#### GIVEN PASSAGE

Other common mistakes include ignoring Bing profile setup, skipping local authority links, treating each AI suggestion as gospel, and assuming the latest tool replaces the fundamentals. AI works best when paired with consistent publishing and a clear niche. It falls apart when used as a shortcut to skip the reps.

Simple 5-Step Plan to Boost Your Podcast's SEO With AI  

  1. Read the published scoring rules for vidIQ or TubeBuddy and save them as a reference document.

  2. Open ChatGPT and ask it what information it would need to score your podcast's YouTube uploads at maximum.

  3. Feed its answer back as your actual prompt template along with the episode transcript.

  4. Use the model's output for titles, show notes, and pin comments on each upload.

  5. Sync your Bing Business Profile, add a Chamber of Commerce backlink, and pick one charity link to round out the authority signals.

If you want a single platform that handles transcripts, distribution, and analytics so the AI workflow plugs in cleanly, you can run the whole stack inside PodUp.

########
#### DATA SECTION

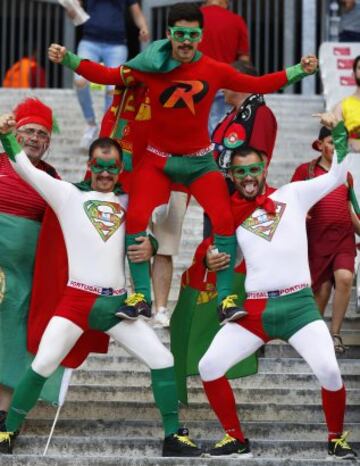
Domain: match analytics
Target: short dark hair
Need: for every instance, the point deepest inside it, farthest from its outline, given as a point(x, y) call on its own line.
point(104, 143)
point(244, 152)
point(185, 12)
point(355, 62)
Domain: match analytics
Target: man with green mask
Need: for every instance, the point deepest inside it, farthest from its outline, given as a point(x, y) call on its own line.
point(182, 84)
point(92, 217)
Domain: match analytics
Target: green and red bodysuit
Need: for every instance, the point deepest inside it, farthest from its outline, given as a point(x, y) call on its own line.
point(179, 148)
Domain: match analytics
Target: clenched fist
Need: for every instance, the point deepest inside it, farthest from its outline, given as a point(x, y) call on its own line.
point(56, 53)
point(309, 63)
point(7, 123)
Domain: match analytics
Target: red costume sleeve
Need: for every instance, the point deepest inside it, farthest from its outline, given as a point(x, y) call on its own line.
point(100, 74)
point(301, 173)
point(235, 81)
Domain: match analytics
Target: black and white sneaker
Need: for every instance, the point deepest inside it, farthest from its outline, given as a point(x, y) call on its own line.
point(338, 448)
point(135, 306)
point(231, 447)
point(179, 444)
point(228, 310)
point(6, 442)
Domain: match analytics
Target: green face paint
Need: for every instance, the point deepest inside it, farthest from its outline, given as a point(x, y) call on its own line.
point(111, 166)
point(182, 33)
point(242, 171)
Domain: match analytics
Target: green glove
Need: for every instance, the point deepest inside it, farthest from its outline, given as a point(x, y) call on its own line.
point(296, 73)
point(10, 145)
point(71, 61)
point(339, 135)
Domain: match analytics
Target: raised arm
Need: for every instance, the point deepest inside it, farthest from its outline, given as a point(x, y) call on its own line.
point(54, 191)
point(271, 82)
point(311, 191)
point(93, 71)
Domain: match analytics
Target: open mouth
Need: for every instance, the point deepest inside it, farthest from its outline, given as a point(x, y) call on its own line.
point(250, 187)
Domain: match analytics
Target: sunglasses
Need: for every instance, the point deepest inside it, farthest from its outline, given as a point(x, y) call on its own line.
point(111, 166)
point(30, 133)
point(241, 172)
point(182, 33)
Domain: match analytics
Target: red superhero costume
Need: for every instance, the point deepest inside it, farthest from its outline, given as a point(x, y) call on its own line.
point(179, 148)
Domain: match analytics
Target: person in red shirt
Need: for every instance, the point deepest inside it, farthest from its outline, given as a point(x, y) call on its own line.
point(331, 225)
point(182, 84)
point(21, 213)
point(225, 39)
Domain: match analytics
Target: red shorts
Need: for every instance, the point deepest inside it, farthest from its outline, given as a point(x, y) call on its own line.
point(89, 311)
point(322, 268)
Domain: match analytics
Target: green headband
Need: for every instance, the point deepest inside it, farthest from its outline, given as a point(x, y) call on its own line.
point(111, 166)
point(242, 171)
point(182, 33)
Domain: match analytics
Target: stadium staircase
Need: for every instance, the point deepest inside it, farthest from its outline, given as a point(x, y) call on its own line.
point(109, 417)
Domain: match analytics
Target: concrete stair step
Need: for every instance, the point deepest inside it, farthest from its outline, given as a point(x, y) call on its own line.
point(132, 447)
point(137, 410)
point(198, 429)
point(131, 379)
point(269, 394)
point(104, 460)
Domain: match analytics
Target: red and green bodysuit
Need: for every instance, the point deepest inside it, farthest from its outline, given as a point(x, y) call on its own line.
point(179, 148)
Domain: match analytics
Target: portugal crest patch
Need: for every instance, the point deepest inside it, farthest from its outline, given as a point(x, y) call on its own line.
point(107, 217)
point(264, 224)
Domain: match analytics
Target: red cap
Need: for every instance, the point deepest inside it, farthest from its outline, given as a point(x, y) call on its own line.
point(32, 110)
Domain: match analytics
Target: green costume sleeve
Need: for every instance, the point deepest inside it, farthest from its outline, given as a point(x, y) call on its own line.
point(295, 73)
point(339, 135)
point(10, 145)
point(154, 243)
point(71, 60)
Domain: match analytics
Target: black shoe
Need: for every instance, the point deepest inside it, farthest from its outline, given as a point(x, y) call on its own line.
point(229, 311)
point(135, 305)
point(179, 444)
point(6, 442)
point(338, 448)
point(3, 415)
point(230, 446)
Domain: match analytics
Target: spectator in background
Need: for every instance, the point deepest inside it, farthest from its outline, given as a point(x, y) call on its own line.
point(25, 73)
point(348, 109)
point(350, 21)
point(225, 39)
point(331, 225)
point(104, 40)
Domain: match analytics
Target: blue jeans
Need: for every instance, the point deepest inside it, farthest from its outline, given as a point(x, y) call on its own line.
point(218, 110)
point(111, 55)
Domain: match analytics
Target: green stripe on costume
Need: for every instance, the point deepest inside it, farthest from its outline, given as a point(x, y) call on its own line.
point(194, 324)
point(140, 272)
point(25, 397)
point(157, 58)
point(224, 278)
point(164, 390)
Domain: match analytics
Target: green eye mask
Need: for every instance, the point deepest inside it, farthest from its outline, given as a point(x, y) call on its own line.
point(242, 171)
point(181, 33)
point(111, 166)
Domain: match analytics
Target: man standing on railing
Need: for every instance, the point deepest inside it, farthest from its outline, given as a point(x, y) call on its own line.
point(104, 40)
point(225, 39)
point(182, 84)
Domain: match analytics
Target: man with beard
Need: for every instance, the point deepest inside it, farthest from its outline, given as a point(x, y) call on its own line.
point(92, 216)
point(271, 233)
point(182, 84)
point(21, 214)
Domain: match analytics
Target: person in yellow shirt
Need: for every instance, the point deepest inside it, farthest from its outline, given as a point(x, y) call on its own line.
point(348, 109)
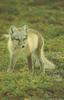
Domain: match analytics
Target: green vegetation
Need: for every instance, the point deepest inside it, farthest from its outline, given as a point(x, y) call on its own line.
point(46, 16)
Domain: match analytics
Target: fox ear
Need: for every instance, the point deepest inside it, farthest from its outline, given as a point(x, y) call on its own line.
point(12, 29)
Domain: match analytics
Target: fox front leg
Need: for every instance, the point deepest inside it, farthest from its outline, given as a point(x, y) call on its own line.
point(29, 62)
point(12, 63)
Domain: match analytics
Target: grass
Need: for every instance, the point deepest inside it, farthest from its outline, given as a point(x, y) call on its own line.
point(48, 18)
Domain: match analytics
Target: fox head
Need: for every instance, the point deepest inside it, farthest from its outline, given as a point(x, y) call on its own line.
point(18, 35)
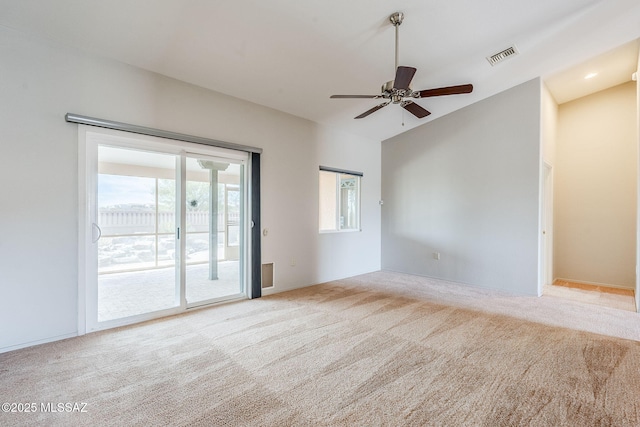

########

EXERCISE TASKS →
a: Return everything in the podcast SEO passage above from "3. Feed its" down to "on each upload.", copied word for word.
b: Resume the podcast SEO passage, picking up right after its final sentence.

RESULTS FOR EACH TASK →
a:
3. Feed its answer back as your actual prompt template along with the episode transcript.

  4. Use the model's output for titles, show notes, and pin comments on each upload.

b:
FAQ  

1. Do I need 800 episodes to use this AI workflow? No. The workflow works from episode one. The earlier you start training your prompt library, the faster your discoverability compounds. Jack's principles apply at every stage.

2. Will ChatGPT replace my podcast editor or producer? No. AI handles repetitive tasks like show notes, pin comments, and SEO copy. The creative work, the relationships, and the consistency are still up to the host.

3. How long does it take to set up the Bing profile and Chamber backlink? A focused afternoon. The Bing profile syncs directly from Google. The Chamber link is usually a quick email or membership confirmation away.

4. What if I'm not in real estate like Jack? The workflow applies across niches. Replace "real estate" with your industry, and the same authority signals, prompt strategies, and MVP timelines apply.

5. Is vibe coding actually production-ready? Not yet for every use case. It is production-ready for testing ideas, validating MVPs, and building internal tools. The output is good enough to learn what the market wants before committing to a full developer build.

The Real Lesson Behind 800 Episodes  

Jack's biggest takeaway after 9 years of podcasting isn't a tactic. It's adaptability. Most people die on a hill defending the way they've always worked. Jack doesn't. Most of the awards and results he's stacked up have come because he adopted the next shift faster than the people around him. He quotes Dan Martell's line: "It's not what you know, it's what you can ask."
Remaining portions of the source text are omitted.